▶ Reading passage:
When you and your beloved disagree, are you more interested in being right or being loving?

  • Right means you win (and someone loses!)
  • Loving means you seek understanding for the sake of the relationship.

Which do you think makes for a closer marriage?

Well, Captain Obvious, of course, the latter choice!

Obvious ain’t easy

As evident as it appears, the obvious choice proves to be the more challenging choice. Seeking understanding means forgetting about self for the moment. It stalls the self-focused defensive posture in favor of the other-focused desire for understanding. The second response works because it’s selfless.  

Shift from Self-centered

To choose understanding over winning marks the shift from self-centered to selfless. But, let’s acknowledge the reality, this shift requires some help!

Don’t we most naturally jump into the defensive posture to win an argument?

Yes, we naturally speed to the defensive posture when we feel threatened. The threat may be external, like a vehicle speeding in your direction, or internal, like a challenging point-of-view from your spouse. Whenever we perceive a threat, our automatic fight-or-flight response leaps to the defense.

Before we know it, we find ourselves knee-deep in an argument with our beloved over what we often (or eventually) count as something minor-if we can remember why we argued!

▶ Action item:
Answer these questions about the passage on disagreements in marriage:
1. What does being "right" mean, according to the passage?
2. Why does the second response work?
3. What example of an external threat does the passage give?
The material that comes after this passage is from an unrelated source.

▶ Provided records:
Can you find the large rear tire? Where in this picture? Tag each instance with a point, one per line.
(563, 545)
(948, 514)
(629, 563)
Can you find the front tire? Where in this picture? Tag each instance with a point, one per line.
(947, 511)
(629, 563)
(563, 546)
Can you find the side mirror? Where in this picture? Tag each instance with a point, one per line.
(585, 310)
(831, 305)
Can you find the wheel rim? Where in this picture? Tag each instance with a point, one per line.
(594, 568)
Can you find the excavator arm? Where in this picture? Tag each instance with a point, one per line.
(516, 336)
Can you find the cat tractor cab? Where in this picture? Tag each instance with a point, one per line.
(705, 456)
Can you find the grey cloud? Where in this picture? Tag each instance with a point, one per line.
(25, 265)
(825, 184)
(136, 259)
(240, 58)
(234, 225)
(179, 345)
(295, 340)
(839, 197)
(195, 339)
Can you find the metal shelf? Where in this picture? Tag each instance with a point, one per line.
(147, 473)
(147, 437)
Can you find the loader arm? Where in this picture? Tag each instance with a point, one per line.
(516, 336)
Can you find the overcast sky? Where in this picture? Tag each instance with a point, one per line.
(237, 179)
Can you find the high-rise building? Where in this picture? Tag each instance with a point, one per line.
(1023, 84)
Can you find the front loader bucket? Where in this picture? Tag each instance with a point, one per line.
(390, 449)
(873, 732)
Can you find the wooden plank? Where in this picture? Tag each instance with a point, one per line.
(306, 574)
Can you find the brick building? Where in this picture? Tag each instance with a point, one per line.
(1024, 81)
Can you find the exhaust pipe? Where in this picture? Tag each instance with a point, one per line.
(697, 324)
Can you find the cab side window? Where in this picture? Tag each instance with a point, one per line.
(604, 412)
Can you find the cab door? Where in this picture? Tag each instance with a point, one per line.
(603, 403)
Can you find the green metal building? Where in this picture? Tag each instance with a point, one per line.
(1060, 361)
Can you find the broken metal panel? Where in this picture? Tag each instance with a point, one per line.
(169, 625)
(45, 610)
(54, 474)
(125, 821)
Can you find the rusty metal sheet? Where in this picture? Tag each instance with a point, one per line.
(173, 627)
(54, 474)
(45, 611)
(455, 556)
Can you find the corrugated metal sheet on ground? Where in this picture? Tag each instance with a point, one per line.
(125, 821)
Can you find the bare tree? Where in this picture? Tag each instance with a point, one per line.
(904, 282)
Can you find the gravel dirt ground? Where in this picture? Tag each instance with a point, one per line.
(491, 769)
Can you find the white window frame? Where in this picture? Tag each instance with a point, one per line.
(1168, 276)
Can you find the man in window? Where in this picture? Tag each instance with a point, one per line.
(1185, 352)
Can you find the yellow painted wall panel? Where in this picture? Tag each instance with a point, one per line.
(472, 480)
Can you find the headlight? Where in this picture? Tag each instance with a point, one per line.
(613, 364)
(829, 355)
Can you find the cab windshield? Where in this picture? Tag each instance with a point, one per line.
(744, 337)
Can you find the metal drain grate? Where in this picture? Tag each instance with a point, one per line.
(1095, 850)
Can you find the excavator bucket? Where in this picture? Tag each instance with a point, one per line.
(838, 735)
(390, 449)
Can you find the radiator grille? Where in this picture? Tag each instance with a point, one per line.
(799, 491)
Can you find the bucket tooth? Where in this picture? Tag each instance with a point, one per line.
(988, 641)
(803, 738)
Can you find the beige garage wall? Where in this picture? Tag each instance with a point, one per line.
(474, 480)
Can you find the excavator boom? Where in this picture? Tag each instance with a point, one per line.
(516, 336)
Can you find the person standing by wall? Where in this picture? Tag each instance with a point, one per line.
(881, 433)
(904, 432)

▶ Written solution:
1. You win (and someone loses).
2. Because it's selfless.
3. A vehicle speeding in your direction.